### [PAGE EXCERPT]

10. Create prestige for public scholarship. As I mentioned before, the demand on our time requires we first and foremost publish, both the number and the impact matter. We must write and ultimately receive grants to both maintain our research (to produce more papers) and keep grant funds flowing through our departments and universities. Depending on the institution, we may also be required to teach and mentor students, and potentially do it well, and provide service to the school in the form of committees. Of course part of the investment in mentoring is to ultimately increase our own research output. These are the direct demands on our time that directly influence our careers. This is the formula for success in traditional faculty positions.
This formula doesn’t include outreach. People are surprised to hear that DSN is not part of my day job. I and the others here do this in our free time. And if we didn’t do it, in academia and among our colleagues we would be just a successful. This must change.
I think it will change if we scientists begin to demand it. We are amidst a revolution in science. In the next decade, the landscape of science will radically change. This revolution is being brought about two forces. One is the increased call for openness–open access, open source, open data, open conversations (via social media), open review, open participation (via citizen science). Two you cannot continue to fund science at 5-10% and expect the model to be sustaining especially when universities run more like businesses than institutions of learning. As part of this revolution the formula will change too. Those not on board with the new science will get left behind.
11. Stop Treating Outreach & Research as Separate Entities. This new formula begins with us treating outreach as integral part of research instead of something we do when research is over for the day. People ask how I engage in outreach and research. I accomplish because I can’t honestly tell you where one ends and the other begins. And I don’t sleep. Imagine a world where we create science anew. That is exciting. Graduates read the literature and engage the online community through social media. Scientists tweeting photos of the organism under their microscopes. Scientist live plotting data online. This is the model we need. We train students and colleagues to conduct outreach in separate classes, programs, and times. This must stop. I think a new model incorporates the two explicitly. I am trying out this model with Sizing Ocean Giants. Halfway through the semester it appears to be a success.

[Stored data entries]
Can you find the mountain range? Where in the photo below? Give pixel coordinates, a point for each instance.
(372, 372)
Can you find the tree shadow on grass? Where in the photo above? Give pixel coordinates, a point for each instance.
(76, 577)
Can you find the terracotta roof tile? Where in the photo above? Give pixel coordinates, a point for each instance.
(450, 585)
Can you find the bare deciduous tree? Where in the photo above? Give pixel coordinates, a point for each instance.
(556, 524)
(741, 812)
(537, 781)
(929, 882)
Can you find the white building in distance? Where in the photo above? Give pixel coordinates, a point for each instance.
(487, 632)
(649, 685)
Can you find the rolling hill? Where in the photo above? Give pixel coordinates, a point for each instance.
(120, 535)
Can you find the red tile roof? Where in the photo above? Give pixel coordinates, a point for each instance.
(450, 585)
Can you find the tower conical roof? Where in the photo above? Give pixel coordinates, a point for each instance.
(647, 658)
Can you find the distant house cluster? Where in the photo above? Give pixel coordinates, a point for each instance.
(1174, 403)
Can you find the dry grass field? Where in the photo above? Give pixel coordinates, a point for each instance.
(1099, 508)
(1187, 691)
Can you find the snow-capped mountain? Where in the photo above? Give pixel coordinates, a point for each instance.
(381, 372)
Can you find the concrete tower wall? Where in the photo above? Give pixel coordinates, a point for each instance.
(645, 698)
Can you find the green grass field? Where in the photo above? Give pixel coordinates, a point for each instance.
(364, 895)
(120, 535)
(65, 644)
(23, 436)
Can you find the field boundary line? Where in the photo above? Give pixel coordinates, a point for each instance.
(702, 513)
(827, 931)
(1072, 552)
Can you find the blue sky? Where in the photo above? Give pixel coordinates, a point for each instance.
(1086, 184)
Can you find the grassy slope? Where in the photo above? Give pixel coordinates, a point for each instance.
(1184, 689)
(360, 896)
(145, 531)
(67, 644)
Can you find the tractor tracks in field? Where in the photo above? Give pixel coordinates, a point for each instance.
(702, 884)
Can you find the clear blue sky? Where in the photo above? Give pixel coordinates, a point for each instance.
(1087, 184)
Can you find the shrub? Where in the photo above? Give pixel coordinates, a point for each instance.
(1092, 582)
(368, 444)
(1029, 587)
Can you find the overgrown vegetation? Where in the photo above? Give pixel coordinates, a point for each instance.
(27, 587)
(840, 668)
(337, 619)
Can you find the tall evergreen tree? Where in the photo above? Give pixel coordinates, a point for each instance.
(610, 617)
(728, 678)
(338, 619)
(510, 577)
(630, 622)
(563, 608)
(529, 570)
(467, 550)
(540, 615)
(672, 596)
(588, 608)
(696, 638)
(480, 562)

### [REQUIRED ACTIONS]
a - Answer these questions using the excerpt on public scholarship and outreach:
(i) According to the excerpt, when do the author and the others do DSN?
(ii) What is the first of the two forces named as bringing about the revolution in science?
(iii) With what is the author trying out the new model that incorporates outreach and research?
b - Return everything from "10. Create prestige" down to "traditional faculty positions." in the excerpt on public scholarship and outreach, copied without changes.

### [PER-TASK ANSWERS]
a -
(i) In their free time, since it is not part of the author's day job.
(ii) The increased call for openness: open access, open source, open data, open conversations, open review and open participation.
(iii) Sizing Ocean Giants.

b -
10. Create prestige for public scholarship. As I mentioned before, the demand on our time requires we first and foremost publish, both the number and the impact matter. We must write and ultimately receive grants to both maintain our research (to produce more papers) and keep grant funds flowing through our departments and universities. Depending on the institution, we may also be required to teach and mentor students, and potentially do it well, and provide service to the school in the form of committees. Of course part of the investment in mentoring is to ultimately increase our own research output. These are the direct demands on our time that directly influence our careers. This is the formula for success in traditional faculty positions.